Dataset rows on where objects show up

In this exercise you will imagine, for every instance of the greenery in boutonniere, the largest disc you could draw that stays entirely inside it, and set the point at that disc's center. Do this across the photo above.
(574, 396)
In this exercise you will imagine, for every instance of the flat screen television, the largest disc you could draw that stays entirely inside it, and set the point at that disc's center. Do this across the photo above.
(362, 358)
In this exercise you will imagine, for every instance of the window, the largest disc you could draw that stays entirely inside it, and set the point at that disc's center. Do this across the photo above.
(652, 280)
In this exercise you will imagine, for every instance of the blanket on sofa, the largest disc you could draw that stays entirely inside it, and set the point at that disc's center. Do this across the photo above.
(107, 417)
==
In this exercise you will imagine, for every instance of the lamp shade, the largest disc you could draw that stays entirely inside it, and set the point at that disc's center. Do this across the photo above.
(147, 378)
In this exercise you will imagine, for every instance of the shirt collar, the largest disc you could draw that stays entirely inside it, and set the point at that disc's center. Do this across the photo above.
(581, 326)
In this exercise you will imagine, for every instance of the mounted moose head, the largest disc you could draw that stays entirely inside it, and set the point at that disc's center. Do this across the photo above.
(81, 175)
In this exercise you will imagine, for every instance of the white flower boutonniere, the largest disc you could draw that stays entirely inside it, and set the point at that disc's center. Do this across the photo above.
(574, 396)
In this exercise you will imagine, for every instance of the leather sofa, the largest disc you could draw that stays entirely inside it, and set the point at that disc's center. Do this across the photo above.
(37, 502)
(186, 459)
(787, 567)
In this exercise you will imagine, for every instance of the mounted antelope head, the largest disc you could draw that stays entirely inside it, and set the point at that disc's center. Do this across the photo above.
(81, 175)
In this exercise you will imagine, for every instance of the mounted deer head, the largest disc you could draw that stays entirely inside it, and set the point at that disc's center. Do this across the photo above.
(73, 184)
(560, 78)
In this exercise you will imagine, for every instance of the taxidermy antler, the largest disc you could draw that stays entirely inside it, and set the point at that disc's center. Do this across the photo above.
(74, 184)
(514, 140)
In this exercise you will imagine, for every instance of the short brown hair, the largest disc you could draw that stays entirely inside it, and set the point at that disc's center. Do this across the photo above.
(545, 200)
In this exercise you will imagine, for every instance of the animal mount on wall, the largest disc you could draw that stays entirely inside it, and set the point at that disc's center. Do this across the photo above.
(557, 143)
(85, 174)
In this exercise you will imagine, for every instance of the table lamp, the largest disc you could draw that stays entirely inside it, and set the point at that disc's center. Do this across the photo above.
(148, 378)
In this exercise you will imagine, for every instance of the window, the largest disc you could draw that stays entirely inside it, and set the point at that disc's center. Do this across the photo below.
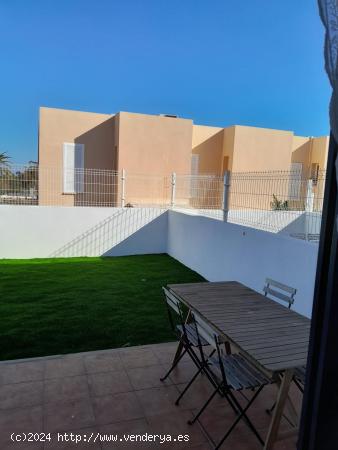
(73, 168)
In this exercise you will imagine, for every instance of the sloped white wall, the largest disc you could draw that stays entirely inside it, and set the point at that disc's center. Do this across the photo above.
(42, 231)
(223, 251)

EXERCISE:
Find each line in the items above that contains the string "wall", and copy those lines out.

OUTPUT OF THE TASK:
In this exercise you will imagine, for every instance of the animal mount on wall, the largest disc you could draw that stays entirely inside it, and set the point at that disc's center. Do this across the photo above.
In this exercise you will imagine, for every instance of the sloped white wall, the largest disc you could draw that stays entirely inside it, and set the point at that disc's center. Do this across the photo above.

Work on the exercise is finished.